__About this exercise__:
Please copy down, unchanged, the stretch of the records from their start through the line containing "positive clicks: (516, 84) (511, 74)".

__Supplied information__:

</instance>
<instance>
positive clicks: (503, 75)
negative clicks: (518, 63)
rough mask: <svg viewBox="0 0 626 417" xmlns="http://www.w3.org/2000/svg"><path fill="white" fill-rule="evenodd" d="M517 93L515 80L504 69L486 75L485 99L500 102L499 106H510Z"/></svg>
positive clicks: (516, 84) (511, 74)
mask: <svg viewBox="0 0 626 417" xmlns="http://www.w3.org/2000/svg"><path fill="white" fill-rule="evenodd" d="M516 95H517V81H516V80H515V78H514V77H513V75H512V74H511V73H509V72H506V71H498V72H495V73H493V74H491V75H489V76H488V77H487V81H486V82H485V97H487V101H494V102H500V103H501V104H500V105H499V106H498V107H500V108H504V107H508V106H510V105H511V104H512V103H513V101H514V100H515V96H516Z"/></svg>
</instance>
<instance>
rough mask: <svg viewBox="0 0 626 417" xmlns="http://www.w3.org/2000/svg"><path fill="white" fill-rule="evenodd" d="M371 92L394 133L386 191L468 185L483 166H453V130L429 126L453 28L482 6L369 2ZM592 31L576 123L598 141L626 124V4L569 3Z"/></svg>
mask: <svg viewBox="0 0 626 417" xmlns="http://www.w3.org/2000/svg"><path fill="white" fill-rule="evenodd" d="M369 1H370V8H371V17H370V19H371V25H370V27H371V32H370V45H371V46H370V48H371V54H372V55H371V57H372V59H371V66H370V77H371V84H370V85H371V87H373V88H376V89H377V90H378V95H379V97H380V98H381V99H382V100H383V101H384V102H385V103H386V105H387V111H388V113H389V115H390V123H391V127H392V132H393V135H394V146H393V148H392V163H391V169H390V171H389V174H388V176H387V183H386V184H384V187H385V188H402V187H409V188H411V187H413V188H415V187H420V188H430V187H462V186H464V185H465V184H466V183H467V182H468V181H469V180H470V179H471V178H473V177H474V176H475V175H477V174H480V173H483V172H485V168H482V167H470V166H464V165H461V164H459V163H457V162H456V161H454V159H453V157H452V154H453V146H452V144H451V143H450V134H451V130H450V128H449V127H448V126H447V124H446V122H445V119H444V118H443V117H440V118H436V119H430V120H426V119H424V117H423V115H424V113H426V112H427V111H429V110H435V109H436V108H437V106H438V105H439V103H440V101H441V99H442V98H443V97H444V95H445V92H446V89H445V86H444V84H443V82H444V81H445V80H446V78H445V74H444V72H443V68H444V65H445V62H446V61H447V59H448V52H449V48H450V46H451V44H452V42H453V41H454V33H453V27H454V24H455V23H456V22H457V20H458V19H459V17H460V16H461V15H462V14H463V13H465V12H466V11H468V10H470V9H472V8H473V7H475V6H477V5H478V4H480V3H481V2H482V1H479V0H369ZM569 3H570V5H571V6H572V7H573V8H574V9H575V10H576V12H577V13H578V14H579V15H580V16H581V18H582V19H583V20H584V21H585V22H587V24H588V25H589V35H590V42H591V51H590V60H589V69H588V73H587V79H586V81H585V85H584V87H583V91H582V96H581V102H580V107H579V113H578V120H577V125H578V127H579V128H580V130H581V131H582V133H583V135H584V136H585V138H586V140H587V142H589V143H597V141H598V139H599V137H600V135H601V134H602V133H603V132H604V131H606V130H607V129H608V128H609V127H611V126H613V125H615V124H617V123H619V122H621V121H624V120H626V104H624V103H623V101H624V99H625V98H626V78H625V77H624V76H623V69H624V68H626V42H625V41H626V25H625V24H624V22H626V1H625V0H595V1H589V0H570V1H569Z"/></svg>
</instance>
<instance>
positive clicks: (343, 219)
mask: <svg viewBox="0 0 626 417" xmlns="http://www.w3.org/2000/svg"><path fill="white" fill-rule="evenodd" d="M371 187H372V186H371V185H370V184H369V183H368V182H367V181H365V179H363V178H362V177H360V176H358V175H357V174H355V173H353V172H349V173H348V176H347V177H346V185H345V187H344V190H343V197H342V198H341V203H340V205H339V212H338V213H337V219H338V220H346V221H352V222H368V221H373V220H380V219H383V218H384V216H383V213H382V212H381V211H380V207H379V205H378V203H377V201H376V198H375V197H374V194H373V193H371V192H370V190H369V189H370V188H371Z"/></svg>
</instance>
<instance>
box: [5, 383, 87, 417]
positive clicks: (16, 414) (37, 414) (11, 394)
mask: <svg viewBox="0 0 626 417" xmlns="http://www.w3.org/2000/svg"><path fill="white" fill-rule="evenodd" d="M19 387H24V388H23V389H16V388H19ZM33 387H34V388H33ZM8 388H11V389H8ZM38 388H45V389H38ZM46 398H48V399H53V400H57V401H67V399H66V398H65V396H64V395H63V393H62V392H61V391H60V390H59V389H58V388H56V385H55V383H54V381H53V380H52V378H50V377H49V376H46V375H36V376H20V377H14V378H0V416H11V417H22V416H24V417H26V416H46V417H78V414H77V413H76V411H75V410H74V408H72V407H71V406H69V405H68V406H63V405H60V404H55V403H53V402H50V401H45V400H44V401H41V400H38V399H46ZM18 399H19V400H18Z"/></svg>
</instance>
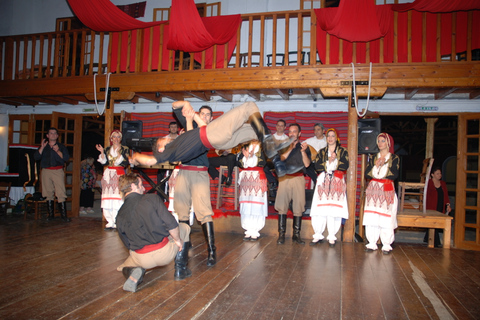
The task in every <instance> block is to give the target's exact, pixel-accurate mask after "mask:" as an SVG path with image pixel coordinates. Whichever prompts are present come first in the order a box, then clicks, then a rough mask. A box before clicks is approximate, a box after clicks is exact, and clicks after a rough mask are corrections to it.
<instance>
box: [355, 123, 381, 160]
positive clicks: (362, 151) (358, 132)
mask: <svg viewBox="0 0 480 320" xmlns="http://www.w3.org/2000/svg"><path fill="white" fill-rule="evenodd" d="M381 126H382V123H381V120H380V119H378V118H376V119H360V120H358V154H367V153H376V152H378V151H379V150H378V147H377V136H378V135H379V134H380V130H381Z"/></svg>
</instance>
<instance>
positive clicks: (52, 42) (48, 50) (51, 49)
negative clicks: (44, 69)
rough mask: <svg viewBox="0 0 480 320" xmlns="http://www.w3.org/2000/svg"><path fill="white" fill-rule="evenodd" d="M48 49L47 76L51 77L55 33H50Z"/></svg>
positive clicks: (46, 72)
mask: <svg viewBox="0 0 480 320" xmlns="http://www.w3.org/2000/svg"><path fill="white" fill-rule="evenodd" d="M47 44H48V50H47V69H46V70H45V77H46V78H50V77H51V76H52V69H51V67H52V48H53V45H52V44H53V35H52V34H51V33H49V34H48V39H47Z"/></svg>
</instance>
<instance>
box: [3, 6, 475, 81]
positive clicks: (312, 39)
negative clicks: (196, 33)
mask: <svg viewBox="0 0 480 320" xmlns="http://www.w3.org/2000/svg"><path fill="white" fill-rule="evenodd" d="M395 14H396V13H395ZM242 19H243V22H242V24H241V28H239V30H238V33H237V43H236V48H235V51H234V52H233V55H232V56H231V57H230V58H228V57H226V58H225V59H224V63H223V68H251V67H289V66H293V65H295V66H297V65H302V64H303V65H310V66H314V65H316V66H320V65H329V64H331V58H330V57H331V55H330V52H338V55H339V57H338V59H335V60H338V63H339V64H342V63H346V62H347V61H345V60H346V59H345V54H344V52H343V49H342V47H341V46H342V43H343V41H342V40H340V41H338V44H336V45H337V46H340V47H337V48H334V47H333V46H334V44H333V43H334V42H333V41H331V37H330V36H328V35H327V37H326V40H325V43H321V44H319V46H318V47H321V48H325V50H326V57H327V58H326V59H324V60H325V61H320V58H319V55H318V52H317V36H316V33H317V32H316V16H315V14H314V11H313V10H298V11H285V12H267V13H255V14H244V15H242ZM424 19H426V15H424ZM394 21H395V25H394V26H393V28H394V30H398V29H397V28H398V25H397V24H398V22H397V20H396V19H395V20H394ZM472 21H473V13H472V12H469V13H468V24H467V25H468V28H469V29H468V30H466V32H467V36H466V41H467V44H466V48H467V51H465V52H463V53H459V52H457V50H456V33H457V32H458V30H456V29H455V26H453V27H452V28H451V29H452V30H451V37H452V38H451V40H452V41H451V43H453V45H452V46H451V50H450V54H448V55H446V56H445V55H442V54H441V53H440V44H437V46H436V49H435V50H436V61H435V62H442V61H460V60H466V61H472V60H479V52H478V49H477V50H472V35H474V34H477V33H478V30H473V23H472ZM422 25H423V26H425V25H426V24H425V23H423V24H422ZM425 28H426V27H425ZM440 28H441V25H440V19H438V23H437V29H438V30H439V29H440ZM133 32H137V33H136V35H137V36H136V37H132V35H133ZM414 32H422V35H423V40H422V41H423V42H422V52H423V53H424V52H425V51H426V42H427V40H426V36H425V35H426V31H425V30H420V31H417V30H413V28H412V25H411V24H410V22H409V24H408V31H407V33H408V37H407V39H410V38H411V35H412V34H413V33H414ZM462 32H464V31H462ZM143 34H144V31H143V30H137V31H129V32H127V33H126V35H127V36H126V38H124V39H126V40H127V41H123V43H122V41H121V40H120V41H117V46H116V47H113V46H112V41H111V39H112V38H113V33H104V32H94V31H91V30H88V29H82V30H70V31H62V32H50V33H42V34H29V35H18V36H6V37H0V80H25V79H35V78H57V77H81V76H91V75H93V74H94V73H99V74H103V73H107V72H111V71H112V70H115V71H116V70H121V71H120V72H125V73H133V72H141V71H147V72H177V71H181V70H196V69H205V59H204V58H205V55H202V57H203V58H202V59H201V60H200V61H195V60H194V59H192V57H193V55H190V53H187V52H180V51H177V52H175V51H173V50H170V51H169V54H168V68H165V67H164V68H163V70H162V68H159V67H158V66H161V65H162V62H161V60H162V55H161V54H159V59H158V60H159V62H158V66H154V65H152V62H151V60H152V53H151V52H162V51H163V49H164V47H165V46H166V44H164V43H162V39H160V41H158V45H157V48H153V47H152V46H153V43H156V42H154V41H152V37H150V36H149V37H143ZM150 34H153V33H150ZM395 35H396V33H395ZM132 39H136V41H133V40H132ZM398 41H399V40H398V39H397V38H395V40H394V41H391V42H389V43H388V44H387V43H386V42H384V41H382V39H381V40H379V43H380V44H379V45H376V46H375V47H374V48H375V50H378V52H376V54H377V55H380V56H381V59H380V61H378V62H380V63H396V62H427V61H426V58H425V56H426V55H425V54H423V53H422V58H421V61H414V60H412V57H411V43H408V44H407V47H408V51H407V53H406V54H407V57H404V56H402V53H400V52H399V50H398ZM146 42H147V43H146ZM437 42H438V40H437ZM335 43H337V42H335ZM146 44H147V46H145V45H146ZM387 45H388V46H392V47H391V48H387V47H386V46H387ZM352 46H353V50H352V56H351V57H349V58H348V60H349V61H352V62H369V61H371V59H370V56H371V55H372V54H373V50H374V49H373V46H372V47H370V43H362V44H361V46H360V44H358V48H362V49H361V50H365V52H366V60H365V61H358V59H357V57H356V55H357V52H358V51H357V50H358V48H357V43H353V44H352ZM146 47H147V48H150V49H149V50H151V52H150V53H149V54H146V55H145V54H144V52H143V50H145V49H144V48H146ZM334 49H335V50H334ZM473 49H475V48H473ZM332 50H334V51H332ZM387 50H390V51H391V52H393V60H392V61H384V60H383V52H386V51H387ZM227 51H228V50H227V49H225V52H227ZM122 52H127V63H126V66H125V67H124V70H122V69H120V68H119V66H120V62H119V61H120V59H116V61H117V65H116V66H113V65H112V59H111V57H112V53H116V54H117V55H118V57H119V56H120V53H122ZM285 53H287V54H285ZM145 59H147V60H148V61H145ZM214 61H215V55H214ZM430 62H432V61H430ZM427 63H428V62H427ZM140 66H145V67H144V68H141V67H140ZM212 68H214V69H215V68H218V67H217V66H215V64H213V66H212Z"/></svg>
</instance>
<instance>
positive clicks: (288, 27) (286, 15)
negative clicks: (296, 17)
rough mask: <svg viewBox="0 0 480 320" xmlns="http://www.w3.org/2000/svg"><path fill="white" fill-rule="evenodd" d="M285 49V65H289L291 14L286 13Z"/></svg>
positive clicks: (285, 27) (285, 28)
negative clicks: (288, 62)
mask: <svg viewBox="0 0 480 320" xmlns="http://www.w3.org/2000/svg"><path fill="white" fill-rule="evenodd" d="M284 41H285V50H284V51H283V52H284V54H285V61H284V63H285V65H286V66H288V65H289V64H288V60H289V59H288V52H289V51H290V50H289V42H290V14H289V13H286V14H285V40H284Z"/></svg>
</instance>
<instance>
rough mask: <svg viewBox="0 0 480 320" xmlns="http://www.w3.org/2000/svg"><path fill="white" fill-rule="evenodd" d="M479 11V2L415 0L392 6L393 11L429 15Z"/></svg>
mask: <svg viewBox="0 0 480 320" xmlns="http://www.w3.org/2000/svg"><path fill="white" fill-rule="evenodd" d="M475 9H480V1H479V0H435V1H432V0H416V1H415V2H412V3H403V4H396V5H393V7H392V10H394V11H408V10H417V11H425V12H430V13H441V12H444V13H446V12H454V11H468V10H475Z"/></svg>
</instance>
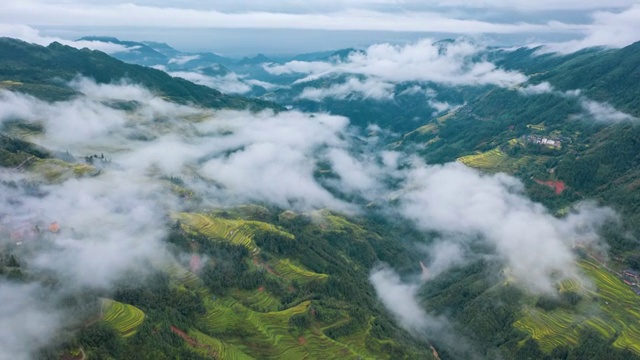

__Reply__:
</instance>
<instance>
positive clicks: (503, 75)
negative clicks: (518, 63)
rough mask: <svg viewBox="0 0 626 417" xmlns="http://www.w3.org/2000/svg"><path fill="white" fill-rule="evenodd" d="M517 93L515 80L504 69L486 75L485 99L500 102L499 106H510Z"/></svg>
positive clicks: (516, 84) (511, 74)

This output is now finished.